§ **STATED TASK**:
Copy the lines below word for word, starting at the line containing "crane and report the position of each." and ending at the line containing "(1255, 122)", with both of those lines included. Leave out any pictures.

§ **AVAILABLE RECORDS**:

## start

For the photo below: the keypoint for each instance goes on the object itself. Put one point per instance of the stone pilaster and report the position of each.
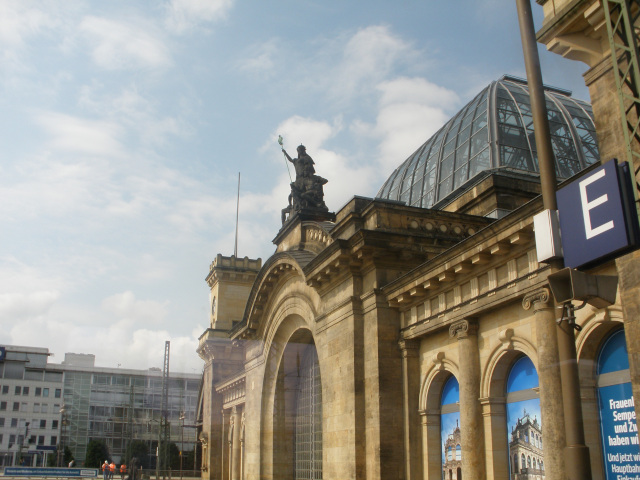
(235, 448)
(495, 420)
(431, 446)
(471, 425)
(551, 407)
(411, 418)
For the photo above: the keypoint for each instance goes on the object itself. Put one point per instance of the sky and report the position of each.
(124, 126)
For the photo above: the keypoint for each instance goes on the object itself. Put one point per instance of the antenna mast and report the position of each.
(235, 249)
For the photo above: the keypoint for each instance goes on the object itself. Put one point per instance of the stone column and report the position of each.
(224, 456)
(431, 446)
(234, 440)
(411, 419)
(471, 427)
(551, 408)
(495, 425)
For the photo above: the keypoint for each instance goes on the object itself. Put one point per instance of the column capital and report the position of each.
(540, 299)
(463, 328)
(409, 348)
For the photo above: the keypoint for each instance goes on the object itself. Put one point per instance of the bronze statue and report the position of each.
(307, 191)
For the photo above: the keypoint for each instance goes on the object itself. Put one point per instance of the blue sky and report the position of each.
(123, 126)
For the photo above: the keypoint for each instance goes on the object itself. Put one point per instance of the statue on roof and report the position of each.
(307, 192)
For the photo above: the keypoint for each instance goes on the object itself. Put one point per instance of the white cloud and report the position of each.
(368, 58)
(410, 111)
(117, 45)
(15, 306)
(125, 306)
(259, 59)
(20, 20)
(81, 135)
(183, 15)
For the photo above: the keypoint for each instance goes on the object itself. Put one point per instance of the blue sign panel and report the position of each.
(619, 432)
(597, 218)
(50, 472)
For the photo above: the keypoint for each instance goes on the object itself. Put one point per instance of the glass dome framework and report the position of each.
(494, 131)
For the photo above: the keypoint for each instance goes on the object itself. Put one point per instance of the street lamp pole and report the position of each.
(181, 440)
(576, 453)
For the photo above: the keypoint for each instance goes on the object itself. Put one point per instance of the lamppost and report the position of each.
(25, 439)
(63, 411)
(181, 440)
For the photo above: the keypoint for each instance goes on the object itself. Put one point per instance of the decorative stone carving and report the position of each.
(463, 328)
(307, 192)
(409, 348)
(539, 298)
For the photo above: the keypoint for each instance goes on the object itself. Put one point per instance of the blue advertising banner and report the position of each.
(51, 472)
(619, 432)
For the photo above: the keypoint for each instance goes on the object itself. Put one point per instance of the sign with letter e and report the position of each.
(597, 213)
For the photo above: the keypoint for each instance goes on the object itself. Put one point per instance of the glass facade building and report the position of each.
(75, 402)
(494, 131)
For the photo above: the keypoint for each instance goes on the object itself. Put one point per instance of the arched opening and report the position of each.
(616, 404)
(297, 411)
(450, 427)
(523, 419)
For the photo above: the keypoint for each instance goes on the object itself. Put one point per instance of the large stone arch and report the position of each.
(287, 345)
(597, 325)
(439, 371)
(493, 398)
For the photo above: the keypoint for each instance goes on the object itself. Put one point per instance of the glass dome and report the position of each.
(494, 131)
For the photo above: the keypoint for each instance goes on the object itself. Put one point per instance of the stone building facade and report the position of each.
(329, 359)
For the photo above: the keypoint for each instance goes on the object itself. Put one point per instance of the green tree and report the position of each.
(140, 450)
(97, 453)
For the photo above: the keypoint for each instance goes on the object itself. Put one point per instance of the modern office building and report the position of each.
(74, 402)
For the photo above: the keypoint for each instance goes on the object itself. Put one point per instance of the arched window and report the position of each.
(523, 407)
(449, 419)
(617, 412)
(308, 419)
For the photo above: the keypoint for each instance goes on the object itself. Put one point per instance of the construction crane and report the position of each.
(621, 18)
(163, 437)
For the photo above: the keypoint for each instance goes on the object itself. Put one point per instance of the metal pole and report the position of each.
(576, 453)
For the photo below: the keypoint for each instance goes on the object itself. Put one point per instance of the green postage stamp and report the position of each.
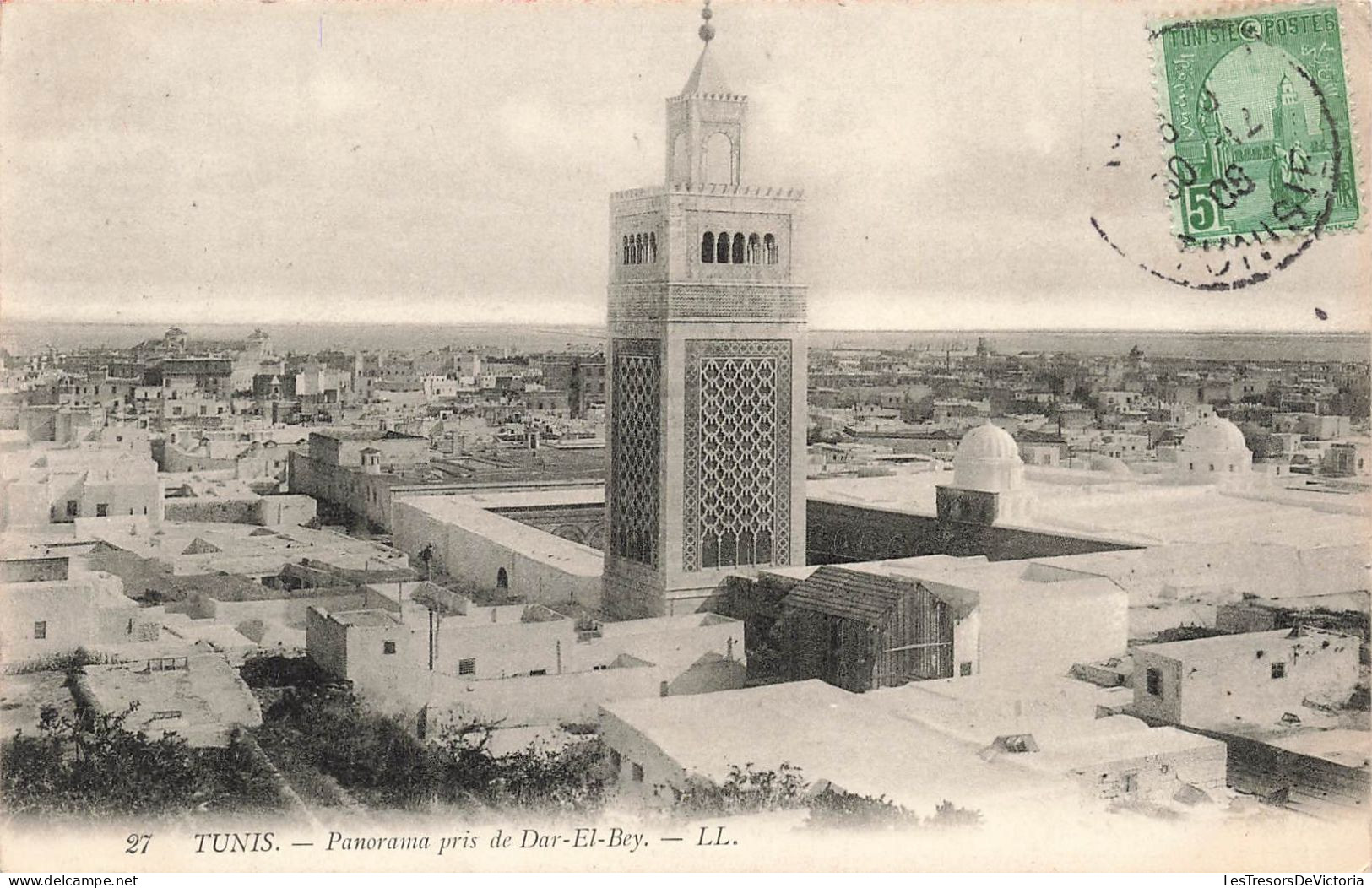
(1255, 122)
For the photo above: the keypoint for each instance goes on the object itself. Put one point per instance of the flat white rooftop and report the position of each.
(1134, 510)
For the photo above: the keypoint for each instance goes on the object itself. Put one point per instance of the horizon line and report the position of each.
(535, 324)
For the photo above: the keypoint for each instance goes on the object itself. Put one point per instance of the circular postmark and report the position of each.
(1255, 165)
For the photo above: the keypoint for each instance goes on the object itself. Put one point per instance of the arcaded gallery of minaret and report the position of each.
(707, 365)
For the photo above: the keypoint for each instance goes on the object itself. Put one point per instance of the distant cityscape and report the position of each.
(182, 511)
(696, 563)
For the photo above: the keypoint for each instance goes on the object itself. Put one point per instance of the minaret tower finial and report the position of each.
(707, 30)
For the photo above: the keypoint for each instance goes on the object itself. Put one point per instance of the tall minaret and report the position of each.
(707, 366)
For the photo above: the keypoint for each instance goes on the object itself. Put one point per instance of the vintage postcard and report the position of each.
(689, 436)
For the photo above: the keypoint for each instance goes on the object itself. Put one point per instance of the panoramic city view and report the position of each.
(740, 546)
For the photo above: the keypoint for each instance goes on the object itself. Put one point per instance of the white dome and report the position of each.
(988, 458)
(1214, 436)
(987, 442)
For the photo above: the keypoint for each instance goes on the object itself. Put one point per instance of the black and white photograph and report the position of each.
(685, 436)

## end
## start

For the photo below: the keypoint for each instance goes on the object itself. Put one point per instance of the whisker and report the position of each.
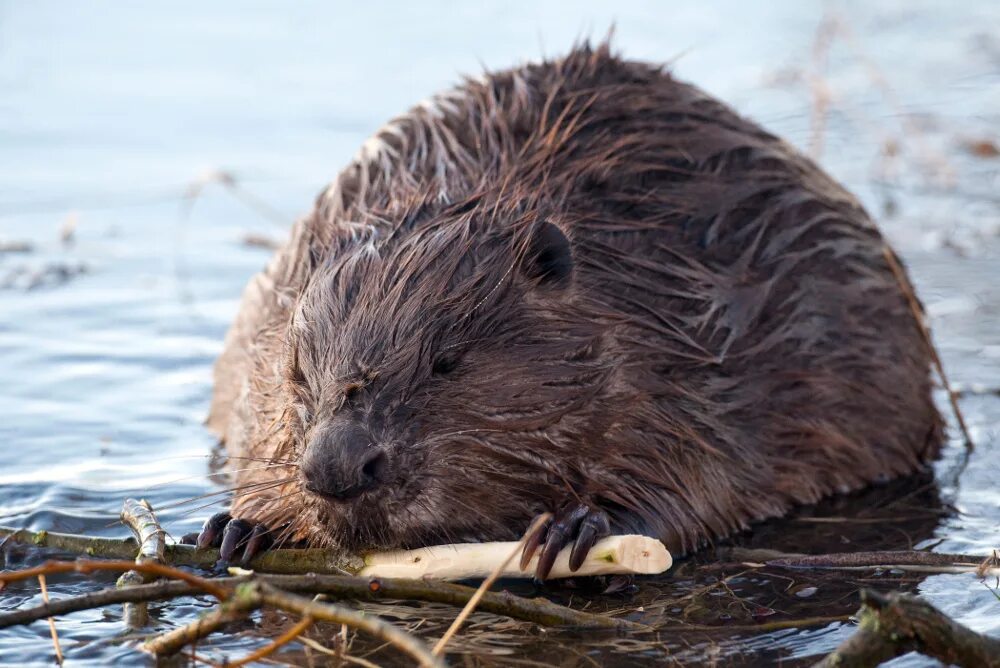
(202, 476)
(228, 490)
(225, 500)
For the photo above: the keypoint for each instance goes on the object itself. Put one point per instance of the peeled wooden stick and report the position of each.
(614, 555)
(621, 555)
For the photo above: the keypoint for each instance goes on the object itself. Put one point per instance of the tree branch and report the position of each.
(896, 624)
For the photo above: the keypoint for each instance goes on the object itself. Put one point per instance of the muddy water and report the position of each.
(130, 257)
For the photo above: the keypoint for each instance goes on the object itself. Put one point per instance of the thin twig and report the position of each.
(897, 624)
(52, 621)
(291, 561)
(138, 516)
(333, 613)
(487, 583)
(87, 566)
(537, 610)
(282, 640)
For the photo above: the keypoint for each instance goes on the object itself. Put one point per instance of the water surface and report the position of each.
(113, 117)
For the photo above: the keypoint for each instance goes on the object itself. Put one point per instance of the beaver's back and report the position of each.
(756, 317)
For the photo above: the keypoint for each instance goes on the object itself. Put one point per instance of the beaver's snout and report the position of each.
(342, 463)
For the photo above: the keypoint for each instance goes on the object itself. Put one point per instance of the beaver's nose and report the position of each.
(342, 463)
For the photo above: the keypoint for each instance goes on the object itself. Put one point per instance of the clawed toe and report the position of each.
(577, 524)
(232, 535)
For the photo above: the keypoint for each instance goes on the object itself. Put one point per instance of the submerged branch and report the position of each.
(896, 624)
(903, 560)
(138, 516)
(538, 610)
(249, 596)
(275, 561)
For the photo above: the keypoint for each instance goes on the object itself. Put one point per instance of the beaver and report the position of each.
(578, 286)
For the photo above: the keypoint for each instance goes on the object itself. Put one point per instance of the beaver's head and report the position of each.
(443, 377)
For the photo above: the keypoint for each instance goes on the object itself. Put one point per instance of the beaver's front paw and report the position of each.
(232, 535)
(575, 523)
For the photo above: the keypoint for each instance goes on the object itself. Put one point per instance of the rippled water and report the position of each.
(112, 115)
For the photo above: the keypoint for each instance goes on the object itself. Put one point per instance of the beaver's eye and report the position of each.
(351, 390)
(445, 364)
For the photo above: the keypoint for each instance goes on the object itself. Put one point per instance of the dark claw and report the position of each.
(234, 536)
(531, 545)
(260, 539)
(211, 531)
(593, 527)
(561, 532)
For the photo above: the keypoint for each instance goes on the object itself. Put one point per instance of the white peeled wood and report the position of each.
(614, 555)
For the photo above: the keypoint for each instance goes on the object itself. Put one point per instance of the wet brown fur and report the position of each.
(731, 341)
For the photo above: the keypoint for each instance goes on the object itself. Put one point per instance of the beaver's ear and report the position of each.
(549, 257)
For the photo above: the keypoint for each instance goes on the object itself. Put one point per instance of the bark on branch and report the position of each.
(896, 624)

## end

§ **EXERCISE OUTPUT**:
For the photo above: the keypoint for each instance goes on the object itself. Put one point per instance of the construction crane and report the position of each.
(621, 18)
(163, 437)
For the photo above: the keypoint for each instance goes on the object itself. Put one point per instance of the metal pole and report the position of each.
(576, 453)
For the photo below: the keypoint for each instance goes on the object itself. Put one point per instance of the green postage stamp and report the position of each.
(1255, 122)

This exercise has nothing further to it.